# Goal of the exercise:
List every source the RTP packet delay and loss project text gives for finding information about RTP/RTCP.

# Text shown:
______________________________

Project 4: Analysis of RTP Packet Delay and Loss

Note: Examples of student project reports will be made available to course instructors upon request ( send email ).

The goal of this project is to analyze delays and loss of RTP packets during a real-time conference session over a wired and wireless network.

Where to find information about RTP/RTCP:

Textbook, Section 3.4
Wikipedia page for RTP and the Wireshark Wiki for RTP
The most detailed and authoritative source is RFC-3550

1. Experiment Description

This project is based on the data collected in WS Project #3. If such data are not available, the student must first perform Project #3 and collect the data to be analyzed in this project.

2. Captured Data Analysis

The following analysis requires drawing several different histograms of observed data. A key issue is selecting the size δ of bins for each histogram, i.e., the time units for its horizontal axis. Try different bin sizes and select one bin size δ_optimal for each histogram as the most informative for the problem at hand. Include in your report all histograms with different bin sizes δ that you experimented with. Discuss the different histogram shapes that you observe and explain how you selected the most informative bin size.

A particularly useful method to uncover temporal behaviors (such as periodicity) in a time series is a recurrence plot. Also see this introduction: Recurrence Plots At A Glance. Related concepts include “Ruelle-Takens phase portrait”, “phase diagram”, or “phase plot”.
You may start by drawing a phase plot, which is a two-dimensional diagram where the horizontal axis represents the current value of a variable, x(t), and the vertical axis represents the next value of the same variable, x(t+1).
Does your phase plot exhibit any patterns? For example, the points may be aligned on or around the diagonal line x(t+1) = x(t), or the points may be scattered around the plane. Describe your observations.

2.1 Calculating the Delay and Delay Jitter from RTP Packets

As this discussion illustrates, extracting the delay jitter from RTP packets is not a straightforward task.

For each media source (such as audio or video, identified by its SSRC number), we will consider: (1) transit delay of individual packets and (2) inter-arrival time between subsequent packets.

2.1.1 Transit Delay of Individual Packets

Wireshark records the arrival time of each packet (find it in the Wireshark packet frame description). However, note that this time may be set relative to the start of the session, rather than the absolute time (known as “wall-clock time”).

______________________________

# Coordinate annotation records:
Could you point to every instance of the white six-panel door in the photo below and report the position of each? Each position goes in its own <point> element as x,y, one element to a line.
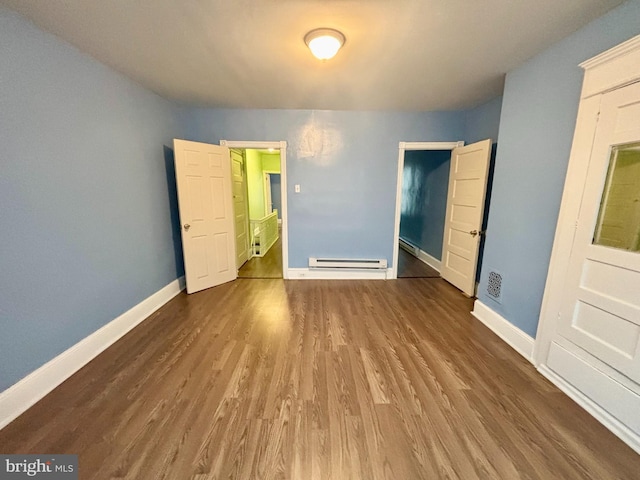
<point>601,308</point>
<point>203,178</point>
<point>465,210</point>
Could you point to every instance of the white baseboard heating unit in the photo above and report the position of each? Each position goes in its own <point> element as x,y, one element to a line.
<point>379,264</point>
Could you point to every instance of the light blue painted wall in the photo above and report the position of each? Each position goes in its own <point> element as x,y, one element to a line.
<point>276,196</point>
<point>88,227</point>
<point>539,110</point>
<point>483,121</point>
<point>424,199</point>
<point>346,166</point>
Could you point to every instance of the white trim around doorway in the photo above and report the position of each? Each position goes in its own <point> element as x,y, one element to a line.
<point>282,147</point>
<point>403,147</point>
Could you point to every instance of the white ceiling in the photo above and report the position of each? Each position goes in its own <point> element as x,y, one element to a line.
<point>399,54</point>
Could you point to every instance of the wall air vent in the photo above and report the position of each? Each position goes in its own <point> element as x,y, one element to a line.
<point>494,286</point>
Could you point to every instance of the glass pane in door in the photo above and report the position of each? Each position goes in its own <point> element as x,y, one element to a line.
<point>619,217</point>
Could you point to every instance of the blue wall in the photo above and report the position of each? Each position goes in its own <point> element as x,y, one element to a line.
<point>87,223</point>
<point>276,196</point>
<point>424,199</point>
<point>346,165</point>
<point>539,110</point>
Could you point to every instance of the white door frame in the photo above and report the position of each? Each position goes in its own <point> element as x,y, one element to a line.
<point>282,147</point>
<point>403,147</point>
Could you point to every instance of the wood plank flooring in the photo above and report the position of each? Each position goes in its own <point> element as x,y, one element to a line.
<point>269,266</point>
<point>273,379</point>
<point>411,267</point>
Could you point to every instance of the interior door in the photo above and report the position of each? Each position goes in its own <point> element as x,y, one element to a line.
<point>240,207</point>
<point>268,203</point>
<point>465,210</point>
<point>601,307</point>
<point>203,178</point>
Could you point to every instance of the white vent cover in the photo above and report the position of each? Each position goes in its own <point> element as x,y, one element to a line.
<point>347,263</point>
<point>494,286</point>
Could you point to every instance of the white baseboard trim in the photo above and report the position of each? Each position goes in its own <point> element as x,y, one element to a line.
<point>16,399</point>
<point>513,336</point>
<point>338,274</point>
<point>605,418</point>
<point>432,261</point>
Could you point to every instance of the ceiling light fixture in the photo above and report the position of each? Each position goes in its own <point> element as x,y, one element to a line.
<point>324,43</point>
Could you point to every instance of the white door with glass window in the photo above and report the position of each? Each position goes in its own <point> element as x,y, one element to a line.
<point>465,211</point>
<point>601,308</point>
<point>203,179</point>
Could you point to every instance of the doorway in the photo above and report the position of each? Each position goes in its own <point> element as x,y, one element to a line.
<point>423,210</point>
<point>409,251</point>
<point>266,223</point>
<point>464,218</point>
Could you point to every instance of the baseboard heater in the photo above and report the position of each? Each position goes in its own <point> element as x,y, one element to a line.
<point>378,264</point>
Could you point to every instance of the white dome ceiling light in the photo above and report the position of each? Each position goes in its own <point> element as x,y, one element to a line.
<point>324,43</point>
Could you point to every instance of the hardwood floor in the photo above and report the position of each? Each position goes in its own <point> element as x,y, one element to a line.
<point>273,379</point>
<point>411,267</point>
<point>269,266</point>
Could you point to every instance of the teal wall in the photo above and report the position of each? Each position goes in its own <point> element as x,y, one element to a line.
<point>539,109</point>
<point>346,165</point>
<point>424,199</point>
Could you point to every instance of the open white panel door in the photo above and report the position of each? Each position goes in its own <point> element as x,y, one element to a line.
<point>465,211</point>
<point>203,178</point>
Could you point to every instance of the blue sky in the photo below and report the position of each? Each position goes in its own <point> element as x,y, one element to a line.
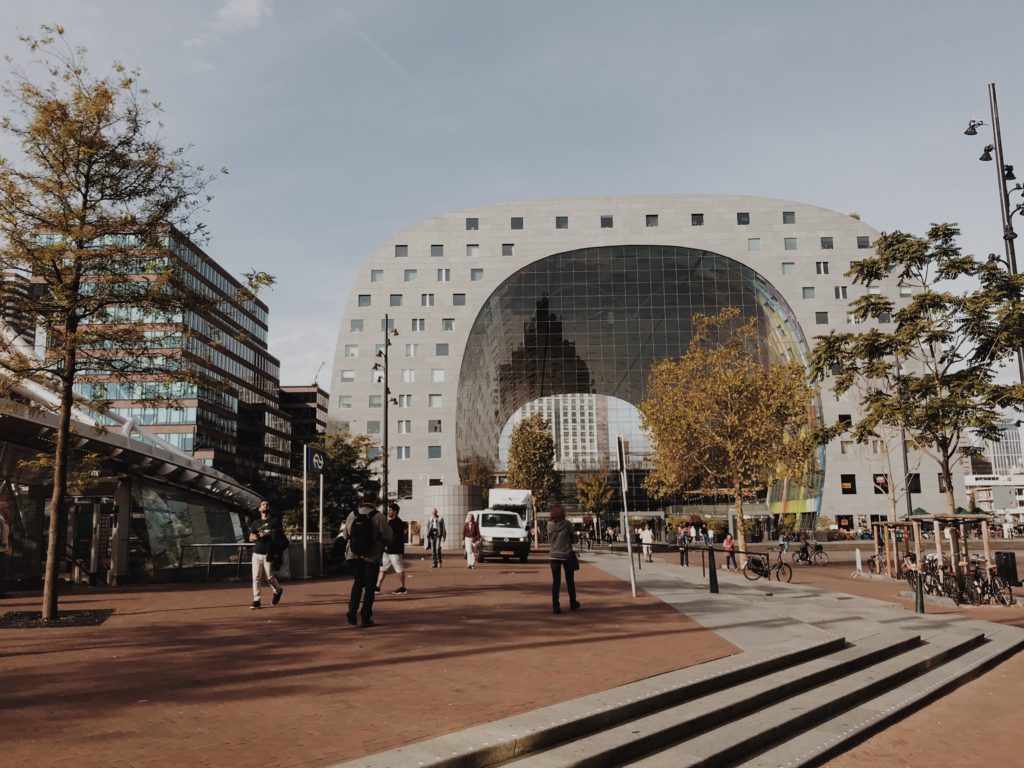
<point>344,122</point>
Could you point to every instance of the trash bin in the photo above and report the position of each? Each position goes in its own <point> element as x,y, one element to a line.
<point>1006,566</point>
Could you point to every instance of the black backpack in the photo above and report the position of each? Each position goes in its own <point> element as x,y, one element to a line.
<point>363,535</point>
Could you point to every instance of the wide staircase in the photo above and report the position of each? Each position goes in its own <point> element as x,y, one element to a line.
<point>818,672</point>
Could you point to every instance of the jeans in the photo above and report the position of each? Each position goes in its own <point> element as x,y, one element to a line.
<point>556,581</point>
<point>365,586</point>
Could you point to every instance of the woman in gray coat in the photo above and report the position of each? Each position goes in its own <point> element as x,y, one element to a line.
<point>560,549</point>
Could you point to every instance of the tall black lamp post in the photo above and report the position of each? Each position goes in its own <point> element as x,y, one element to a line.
<point>381,366</point>
<point>1005,174</point>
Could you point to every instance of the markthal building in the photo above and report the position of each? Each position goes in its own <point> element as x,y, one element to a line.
<point>561,307</point>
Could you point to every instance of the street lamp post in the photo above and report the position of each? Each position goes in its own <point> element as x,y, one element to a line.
<point>382,367</point>
<point>1005,174</point>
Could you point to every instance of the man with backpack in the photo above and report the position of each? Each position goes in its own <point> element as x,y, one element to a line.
<point>367,532</point>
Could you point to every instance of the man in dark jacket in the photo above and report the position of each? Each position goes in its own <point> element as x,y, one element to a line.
<point>366,565</point>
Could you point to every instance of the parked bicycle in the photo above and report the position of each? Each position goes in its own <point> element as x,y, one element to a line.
<point>761,566</point>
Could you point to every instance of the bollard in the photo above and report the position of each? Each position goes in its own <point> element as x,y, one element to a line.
<point>712,571</point>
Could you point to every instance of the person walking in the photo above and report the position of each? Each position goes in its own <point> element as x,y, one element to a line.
<point>561,557</point>
<point>647,540</point>
<point>394,550</point>
<point>730,553</point>
<point>470,538</point>
<point>264,532</point>
<point>367,532</point>
<point>435,537</point>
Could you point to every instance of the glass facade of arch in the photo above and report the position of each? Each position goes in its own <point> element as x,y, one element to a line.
<point>594,321</point>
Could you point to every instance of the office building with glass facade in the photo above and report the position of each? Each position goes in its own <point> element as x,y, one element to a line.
<point>502,307</point>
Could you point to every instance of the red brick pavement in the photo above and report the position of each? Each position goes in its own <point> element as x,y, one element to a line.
<point>187,675</point>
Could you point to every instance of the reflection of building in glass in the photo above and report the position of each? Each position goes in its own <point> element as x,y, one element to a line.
<point>557,305</point>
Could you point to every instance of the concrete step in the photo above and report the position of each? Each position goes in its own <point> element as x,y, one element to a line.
<point>782,719</point>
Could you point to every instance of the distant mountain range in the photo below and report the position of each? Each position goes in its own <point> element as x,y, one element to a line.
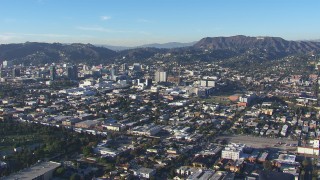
<point>168,45</point>
<point>243,43</point>
<point>262,48</point>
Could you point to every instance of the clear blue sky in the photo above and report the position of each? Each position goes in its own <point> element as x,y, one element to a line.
<point>136,22</point>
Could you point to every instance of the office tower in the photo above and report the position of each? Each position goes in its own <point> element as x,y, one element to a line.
<point>15,72</point>
<point>52,73</point>
<point>160,76</point>
<point>72,72</point>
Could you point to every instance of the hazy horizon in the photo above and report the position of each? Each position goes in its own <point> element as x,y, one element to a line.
<point>135,23</point>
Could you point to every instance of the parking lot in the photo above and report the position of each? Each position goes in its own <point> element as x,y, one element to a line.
<point>262,142</point>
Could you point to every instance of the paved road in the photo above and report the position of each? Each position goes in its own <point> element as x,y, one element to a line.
<point>260,142</point>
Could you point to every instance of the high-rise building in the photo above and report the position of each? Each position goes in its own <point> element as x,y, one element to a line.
<point>72,72</point>
<point>16,72</point>
<point>52,73</point>
<point>7,64</point>
<point>160,76</point>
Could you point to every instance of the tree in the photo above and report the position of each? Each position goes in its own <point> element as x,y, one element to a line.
<point>305,163</point>
<point>267,165</point>
<point>86,151</point>
<point>75,176</point>
<point>60,171</point>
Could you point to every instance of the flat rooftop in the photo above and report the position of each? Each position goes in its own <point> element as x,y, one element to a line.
<point>34,171</point>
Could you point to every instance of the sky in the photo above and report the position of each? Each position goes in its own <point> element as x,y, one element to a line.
<point>137,22</point>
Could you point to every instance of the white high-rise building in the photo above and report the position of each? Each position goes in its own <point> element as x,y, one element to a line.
<point>7,64</point>
<point>160,76</point>
<point>233,151</point>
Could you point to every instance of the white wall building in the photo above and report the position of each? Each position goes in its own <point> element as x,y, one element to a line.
<point>233,151</point>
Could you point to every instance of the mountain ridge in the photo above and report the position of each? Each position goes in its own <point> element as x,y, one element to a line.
<point>209,48</point>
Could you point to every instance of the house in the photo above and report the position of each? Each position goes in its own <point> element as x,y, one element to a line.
<point>144,172</point>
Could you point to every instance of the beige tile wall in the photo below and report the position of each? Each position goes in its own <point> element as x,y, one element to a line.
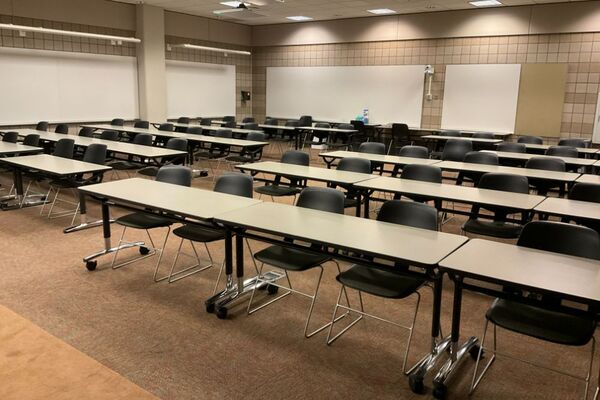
<point>580,51</point>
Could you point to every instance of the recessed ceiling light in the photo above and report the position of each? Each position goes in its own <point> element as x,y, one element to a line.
<point>299,18</point>
<point>381,11</point>
<point>485,3</point>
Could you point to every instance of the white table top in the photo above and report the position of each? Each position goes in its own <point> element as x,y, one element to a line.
<point>54,165</point>
<point>386,159</point>
<point>528,172</point>
<point>182,200</point>
<point>17,148</point>
<point>527,156</point>
<point>306,172</point>
<point>535,269</point>
<point>462,194</point>
<point>367,236</point>
<point>569,208</point>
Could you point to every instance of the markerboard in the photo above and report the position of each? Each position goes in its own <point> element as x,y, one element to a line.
<point>481,97</point>
<point>199,89</point>
<point>391,93</point>
<point>66,87</point>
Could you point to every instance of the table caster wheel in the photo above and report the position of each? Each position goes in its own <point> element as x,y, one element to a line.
<point>222,313</point>
<point>91,265</point>
<point>416,384</point>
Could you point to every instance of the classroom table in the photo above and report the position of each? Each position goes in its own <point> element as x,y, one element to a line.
<point>571,278</point>
<point>332,176</point>
<point>179,202</point>
<point>46,164</point>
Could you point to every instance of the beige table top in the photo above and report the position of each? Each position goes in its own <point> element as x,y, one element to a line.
<point>369,236</point>
<point>463,194</point>
<point>386,159</point>
<point>182,200</point>
<point>306,172</point>
<point>54,165</point>
<point>528,172</point>
<point>17,148</point>
<point>569,208</point>
<point>527,156</point>
<point>535,269</point>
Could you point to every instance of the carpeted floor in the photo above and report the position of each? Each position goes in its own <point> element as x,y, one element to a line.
<point>159,336</point>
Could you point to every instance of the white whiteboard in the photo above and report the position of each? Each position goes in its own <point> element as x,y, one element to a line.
<point>481,97</point>
<point>66,87</point>
<point>198,89</point>
<point>391,93</point>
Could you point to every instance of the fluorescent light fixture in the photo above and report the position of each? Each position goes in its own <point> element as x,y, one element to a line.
<point>381,11</point>
<point>206,48</point>
<point>113,39</point>
<point>485,3</point>
<point>299,18</point>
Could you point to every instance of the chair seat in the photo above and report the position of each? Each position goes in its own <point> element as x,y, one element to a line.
<point>290,259</point>
<point>199,233</point>
<point>540,323</point>
<point>379,282</point>
<point>141,220</point>
<point>277,190</point>
<point>501,230</point>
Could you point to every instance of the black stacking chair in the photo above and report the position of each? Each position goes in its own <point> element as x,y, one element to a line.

______________________________

# Response to this task:
- Textbook, Section 3.4
- Wikipedia page for RTP
- Wireshark Wiki for RTP
- RFC-3550